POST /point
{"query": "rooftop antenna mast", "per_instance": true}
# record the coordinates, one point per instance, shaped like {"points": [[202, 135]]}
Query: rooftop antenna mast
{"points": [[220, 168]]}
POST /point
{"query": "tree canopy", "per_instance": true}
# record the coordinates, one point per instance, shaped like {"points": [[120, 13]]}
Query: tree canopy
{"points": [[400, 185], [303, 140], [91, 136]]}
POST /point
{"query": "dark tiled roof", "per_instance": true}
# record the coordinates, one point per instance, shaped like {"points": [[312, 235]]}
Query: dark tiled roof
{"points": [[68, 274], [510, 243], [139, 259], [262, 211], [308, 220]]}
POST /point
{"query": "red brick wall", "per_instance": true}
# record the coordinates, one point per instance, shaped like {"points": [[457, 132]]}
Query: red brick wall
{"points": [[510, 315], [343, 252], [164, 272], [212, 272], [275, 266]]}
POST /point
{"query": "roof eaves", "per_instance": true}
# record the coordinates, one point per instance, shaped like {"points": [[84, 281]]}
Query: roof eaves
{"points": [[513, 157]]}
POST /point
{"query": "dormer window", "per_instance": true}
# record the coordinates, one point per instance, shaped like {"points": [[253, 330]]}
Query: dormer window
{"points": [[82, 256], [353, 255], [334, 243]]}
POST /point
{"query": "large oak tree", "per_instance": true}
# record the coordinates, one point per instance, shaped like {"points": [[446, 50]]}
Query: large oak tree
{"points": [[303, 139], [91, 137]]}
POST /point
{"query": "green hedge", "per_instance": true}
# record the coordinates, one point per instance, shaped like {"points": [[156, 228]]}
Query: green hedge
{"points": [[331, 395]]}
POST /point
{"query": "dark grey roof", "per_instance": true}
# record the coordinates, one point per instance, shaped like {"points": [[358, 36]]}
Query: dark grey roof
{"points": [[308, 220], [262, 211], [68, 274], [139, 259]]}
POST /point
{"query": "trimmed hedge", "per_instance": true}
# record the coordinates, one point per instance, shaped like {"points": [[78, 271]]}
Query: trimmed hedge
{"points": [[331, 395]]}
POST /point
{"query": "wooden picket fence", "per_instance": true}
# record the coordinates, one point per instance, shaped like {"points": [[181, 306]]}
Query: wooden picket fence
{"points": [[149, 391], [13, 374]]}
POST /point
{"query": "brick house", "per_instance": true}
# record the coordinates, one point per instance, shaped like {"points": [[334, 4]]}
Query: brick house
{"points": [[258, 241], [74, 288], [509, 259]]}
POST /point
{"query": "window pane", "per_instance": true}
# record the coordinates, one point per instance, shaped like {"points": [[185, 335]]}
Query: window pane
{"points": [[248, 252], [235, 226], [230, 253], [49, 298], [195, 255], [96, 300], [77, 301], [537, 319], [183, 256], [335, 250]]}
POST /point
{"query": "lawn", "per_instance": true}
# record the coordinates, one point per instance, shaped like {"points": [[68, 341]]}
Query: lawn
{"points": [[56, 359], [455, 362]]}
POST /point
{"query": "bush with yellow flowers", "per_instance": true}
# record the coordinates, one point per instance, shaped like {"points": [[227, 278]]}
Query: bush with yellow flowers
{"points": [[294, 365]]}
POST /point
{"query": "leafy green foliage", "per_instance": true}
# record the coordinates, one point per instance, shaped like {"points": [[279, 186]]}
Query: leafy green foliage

== Problem to solve ==
Copy out all lines above that include the string "foliage".

== Final answer ==
{"query": "leafy green foliage", "per_instance": true}
Query: leafy green foliage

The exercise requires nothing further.